▶ [What is expected]:
Please print all of the records shown below, exactly as given.

(Referring expression pointing data)
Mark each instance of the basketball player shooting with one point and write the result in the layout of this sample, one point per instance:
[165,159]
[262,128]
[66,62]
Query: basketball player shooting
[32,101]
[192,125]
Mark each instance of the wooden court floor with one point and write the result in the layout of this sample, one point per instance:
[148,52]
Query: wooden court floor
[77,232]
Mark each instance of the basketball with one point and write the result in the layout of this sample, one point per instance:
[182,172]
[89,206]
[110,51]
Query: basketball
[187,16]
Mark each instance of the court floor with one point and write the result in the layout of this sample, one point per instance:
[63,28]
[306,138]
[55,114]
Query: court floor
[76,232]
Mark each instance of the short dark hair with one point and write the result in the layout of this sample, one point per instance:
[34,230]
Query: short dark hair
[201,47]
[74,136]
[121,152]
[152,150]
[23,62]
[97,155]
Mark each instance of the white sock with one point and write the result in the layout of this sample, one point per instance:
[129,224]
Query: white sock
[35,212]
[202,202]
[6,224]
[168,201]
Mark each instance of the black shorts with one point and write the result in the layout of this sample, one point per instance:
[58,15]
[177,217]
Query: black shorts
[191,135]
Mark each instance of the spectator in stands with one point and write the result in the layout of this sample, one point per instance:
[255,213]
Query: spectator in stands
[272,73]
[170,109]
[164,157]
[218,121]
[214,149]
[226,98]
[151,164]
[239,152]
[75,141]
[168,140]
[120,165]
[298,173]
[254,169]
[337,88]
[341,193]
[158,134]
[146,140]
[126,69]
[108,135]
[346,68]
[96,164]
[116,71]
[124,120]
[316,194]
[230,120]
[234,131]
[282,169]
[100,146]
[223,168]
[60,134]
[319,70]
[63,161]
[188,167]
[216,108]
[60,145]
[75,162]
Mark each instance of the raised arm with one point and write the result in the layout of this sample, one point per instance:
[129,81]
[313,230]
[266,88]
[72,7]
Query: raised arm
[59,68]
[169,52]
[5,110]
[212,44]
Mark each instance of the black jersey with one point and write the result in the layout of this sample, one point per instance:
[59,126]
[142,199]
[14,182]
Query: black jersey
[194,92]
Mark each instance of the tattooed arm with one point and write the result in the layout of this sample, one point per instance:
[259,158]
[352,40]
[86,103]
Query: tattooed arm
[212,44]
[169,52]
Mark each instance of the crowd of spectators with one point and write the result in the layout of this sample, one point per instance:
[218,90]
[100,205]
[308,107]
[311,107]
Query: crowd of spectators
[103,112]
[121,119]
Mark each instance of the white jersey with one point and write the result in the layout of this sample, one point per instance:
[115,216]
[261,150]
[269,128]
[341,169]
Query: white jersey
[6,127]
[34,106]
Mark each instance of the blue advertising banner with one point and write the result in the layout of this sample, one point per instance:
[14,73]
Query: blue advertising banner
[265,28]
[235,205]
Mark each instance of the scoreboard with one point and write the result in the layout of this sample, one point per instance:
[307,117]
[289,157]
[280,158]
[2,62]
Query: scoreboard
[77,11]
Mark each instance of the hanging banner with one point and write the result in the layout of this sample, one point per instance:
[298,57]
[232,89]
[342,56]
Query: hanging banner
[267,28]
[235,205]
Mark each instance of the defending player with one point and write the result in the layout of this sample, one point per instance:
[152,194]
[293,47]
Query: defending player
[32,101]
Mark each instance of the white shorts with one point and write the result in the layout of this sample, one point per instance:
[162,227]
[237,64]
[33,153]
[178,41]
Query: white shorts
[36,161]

▶ [Answer to this exercise]:
Mark each instance of the basketball player shooting with one point and write the result in the layout of this sample, one point per instance:
[165,159]
[262,128]
[66,62]
Query: basketball player shooting
[32,101]
[192,125]
Mark each instance of the wooden court floor with one point and write the result in the layout of this sample, one point per instance:
[148,52]
Query: wooden court floor
[77,232]
Mark each instance of the basketball with one point and write the result in the layout of this sample, one point per instance:
[182,172]
[89,206]
[110,51]
Query: basketball
[187,16]
Mark each instance of the court floor with one point and write the result in the layout of this sample, one point per instance:
[63,28]
[306,138]
[55,114]
Query: court floor
[76,232]
Mark each instance of the short dark hair with one point and write the result in the layout of this sample, one point per instance:
[34,230]
Query: short dark hair
[201,47]
[74,136]
[121,152]
[152,150]
[23,62]
[97,155]
Mark each instance of the white sock with one point and write the result in the layout of this sample, one point per instance:
[129,224]
Query: white sock
[35,212]
[202,202]
[6,224]
[168,201]
Mark each instance of the black shorts with one point and write the result in the layout of this sample, one point per instance:
[58,15]
[177,217]
Query: black shorts
[191,135]
Mark each instance of the spectator in stands with one point and write the result in the layout of this sample, one point per instance:
[255,213]
Query: spectator in stands
[272,73]
[170,109]
[164,157]
[218,121]
[214,149]
[226,98]
[151,164]
[239,152]
[75,141]
[168,140]
[120,165]
[298,173]
[254,169]
[337,88]
[341,193]
[158,134]
[146,140]
[126,69]
[108,135]
[346,68]
[96,164]
[116,71]
[124,120]
[316,194]
[230,120]
[234,131]
[282,169]
[100,146]
[223,168]
[60,134]
[319,70]
[63,161]
[188,167]
[216,108]
[60,145]
[75,162]
Mark each instance of the raised arm with one point and write the result in the layout of this sample, one point per instance:
[129,81]
[313,230]
[266,88]
[72,7]
Query: raised arm
[59,68]
[169,52]
[5,110]
[212,44]
Mark each instance of the black jersey with one point and write the result in the layout of this sample, one point per instance:
[59,126]
[142,199]
[14,182]
Query: black jersey
[194,92]
Mark each instance of the tattooed arm with one point and write the result in the layout of this sample, one point per instance:
[259,158]
[352,40]
[86,103]
Query: tattooed arm
[212,44]
[169,52]
Mark each instance of the crowd of spectators with one point and write the result in the layout of this sample, one point per instance:
[218,90]
[100,205]
[308,107]
[311,107]
Query: crowd of spectators
[103,112]
[121,119]
Mark each instance of the white jersey with one point and write the result in the layout of this sample, one point per instance:
[115,216]
[261,150]
[269,128]
[341,169]
Query: white jersey
[6,127]
[34,106]
Mark each instance of the blue advertising banner with one point and write the result in the layout of this sample, one point per instance:
[14,73]
Query: blue advertising banner
[265,28]
[235,205]
Mark each instance of the scoreboard with one point and write the result in the layout of this sample, one point per instance:
[307,117]
[289,157]
[280,158]
[2,62]
Query: scoreboard
[77,11]
Mark each instance of the hanging banner with one point and write the result in the layout of this sample, one point per instance:
[298,57]
[232,89]
[342,56]
Query: hanging banner
[267,28]
[235,205]
Mark each instance of the defending player with one point and write the result in the layout of this sample, one point per instance:
[152,194]
[293,47]
Query: defending player
[32,101]
Mark each instance of the white shorts with one point and write the result in the layout of this sample, one point per instance:
[162,227]
[237,64]
[33,153]
[178,41]
Query: white shorts
[36,161]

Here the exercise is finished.